(Exercise brief)
Could you write out each of the records below exactly?

Saved entries
--

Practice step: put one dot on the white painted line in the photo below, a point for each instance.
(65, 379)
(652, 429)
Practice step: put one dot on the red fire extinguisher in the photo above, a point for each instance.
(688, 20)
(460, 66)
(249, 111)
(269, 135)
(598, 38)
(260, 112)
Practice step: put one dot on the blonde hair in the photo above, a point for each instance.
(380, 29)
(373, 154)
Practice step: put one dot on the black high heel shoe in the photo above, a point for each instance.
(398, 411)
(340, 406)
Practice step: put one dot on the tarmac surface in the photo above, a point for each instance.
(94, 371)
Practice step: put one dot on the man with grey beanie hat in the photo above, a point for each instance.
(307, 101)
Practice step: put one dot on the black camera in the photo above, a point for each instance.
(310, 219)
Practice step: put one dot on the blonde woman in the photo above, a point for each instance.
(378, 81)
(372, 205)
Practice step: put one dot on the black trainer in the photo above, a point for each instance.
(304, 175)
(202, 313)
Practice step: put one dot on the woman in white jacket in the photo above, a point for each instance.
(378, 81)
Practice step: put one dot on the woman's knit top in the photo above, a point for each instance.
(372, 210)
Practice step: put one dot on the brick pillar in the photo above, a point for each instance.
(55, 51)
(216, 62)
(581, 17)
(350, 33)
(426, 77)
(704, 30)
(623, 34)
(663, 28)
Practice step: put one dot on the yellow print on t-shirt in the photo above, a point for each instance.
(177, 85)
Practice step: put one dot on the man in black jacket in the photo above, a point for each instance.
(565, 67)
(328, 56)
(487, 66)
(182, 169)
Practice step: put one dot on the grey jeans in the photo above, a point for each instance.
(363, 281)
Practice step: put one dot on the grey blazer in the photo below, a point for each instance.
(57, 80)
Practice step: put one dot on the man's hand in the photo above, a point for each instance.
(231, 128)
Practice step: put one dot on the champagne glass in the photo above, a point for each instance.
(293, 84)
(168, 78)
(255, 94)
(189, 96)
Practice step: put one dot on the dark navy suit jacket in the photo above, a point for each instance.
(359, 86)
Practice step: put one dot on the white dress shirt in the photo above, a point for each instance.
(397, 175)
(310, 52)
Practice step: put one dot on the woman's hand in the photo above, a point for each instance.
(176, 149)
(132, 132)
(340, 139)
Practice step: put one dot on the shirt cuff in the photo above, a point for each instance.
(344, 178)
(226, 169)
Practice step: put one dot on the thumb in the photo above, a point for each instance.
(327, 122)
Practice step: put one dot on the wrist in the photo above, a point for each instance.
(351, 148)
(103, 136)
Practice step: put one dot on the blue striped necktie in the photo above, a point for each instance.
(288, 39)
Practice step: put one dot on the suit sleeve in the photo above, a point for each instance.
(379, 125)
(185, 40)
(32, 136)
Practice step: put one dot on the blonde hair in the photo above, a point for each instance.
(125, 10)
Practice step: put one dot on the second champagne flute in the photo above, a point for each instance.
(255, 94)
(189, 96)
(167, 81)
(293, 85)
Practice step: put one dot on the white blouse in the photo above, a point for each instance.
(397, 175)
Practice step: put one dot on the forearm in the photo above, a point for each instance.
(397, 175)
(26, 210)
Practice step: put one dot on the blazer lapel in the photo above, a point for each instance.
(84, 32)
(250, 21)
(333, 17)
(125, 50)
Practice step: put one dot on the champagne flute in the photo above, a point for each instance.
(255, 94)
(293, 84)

--

(Response below)
Practice step: put one dot on the white painted line in the photo below, a point for each instance.
(65, 379)
(652, 429)
Practice step: put one dot on the red fire extinguisher in the photo above, a point for each instance.
(688, 20)
(460, 66)
(249, 111)
(269, 135)
(598, 38)
(260, 112)
Practice step: put one dot on the blonde hair in the photo above, a point for each instance.
(380, 29)
(373, 154)
Practice step: put one dot on the black high heel shoe in the photo above, a point for each instance.
(398, 411)
(340, 406)
Practice step: put one dot on the tarmac surface in the photo above, a point for each instance.
(94, 371)
Practice step: put one dot on the man with grey beanie hat in the photo above, a point for each instance.
(307, 101)
Practice step: put one dot on the black camera in the photo above, a point for each instance.
(310, 219)
Practice step: put one dot on the blonde woman in the photo above, a point for each instance.
(378, 81)
(372, 205)
Practice step: put one dot on the black trainer in the photo above, a point for each instance.
(304, 175)
(202, 313)
Practice step: put one dot on the woman in white jacket in the photo above, a point for each instance.
(378, 81)
Practice step: put one dot on the woman's knit top in the photo above, a point for each instance.
(372, 210)
Practice step: put one dot on the brick pillar in the photo above, a point for each instance.
(55, 51)
(216, 62)
(581, 17)
(350, 33)
(426, 77)
(704, 30)
(623, 34)
(663, 28)
Practice step: put one dot on the yellow print on t-shirt in the photo above, a point for each instance.
(177, 85)
Practice step: put one dot on the man in black jacket in the photo above, a point for each instance.
(565, 67)
(328, 56)
(487, 66)
(182, 169)
Practice step: put one dot on the grey jeans in the photo above, a point for each instance.
(363, 281)
Practice step: put one dot on the grey blazer in the photo below, a point for each instance.
(57, 80)
Practice step: put one dot on the man's hand in the photo above, a point for each instance.
(231, 128)
Practice step: put one dot on the champagne glass in the photo above, a point for each instance.
(293, 84)
(168, 78)
(255, 94)
(189, 96)
Practice step: put one dot on the dark navy suit jacket in the photo above, a point for each instance.
(359, 86)
Practice step: put one dot on the white dress shirt in the photo above, a point for each instance.
(397, 175)
(310, 52)
Practice step: put one dot on the woman's hand in the photo above, a point for each instance.
(176, 149)
(132, 132)
(340, 139)
Practice step: put one dot on the shirt cuff in the photo above, a point for each instance.
(344, 178)
(226, 169)
Practice step: put one dot on the thumb in the photo above, a point for each instance.
(327, 122)
Practice step: put one dot on the wrist in the photo above, a point for each instance.
(351, 148)
(103, 136)
Practice step: put one dot on the blue striped necktie in the photo above, a point for each instance.
(288, 39)
Practice step: put one dot on the suit sleeve in the photo above, a point for each instance.
(379, 125)
(185, 40)
(32, 136)
Practice step: put one dot on the blonde hair in the photo above, a point for each instance.
(125, 10)
Practice step: put one dot on the second champagne flute in the photo above, a point for each instance.
(255, 94)
(189, 96)
(167, 81)
(293, 85)
Practice step: put one dot on the white blouse in the photo above, a point for each instance.
(397, 175)
Practice step: put one dot on the forearm in the photo above, a point for each instance.
(397, 175)
(26, 210)
Practice step: put one dot on the blazer lapel in the photo above, a point for each instance.
(84, 32)
(250, 21)
(333, 17)
(125, 50)
Practice step: put one dot on the champagne flute in the photo above, a point for each instance.
(255, 94)
(293, 84)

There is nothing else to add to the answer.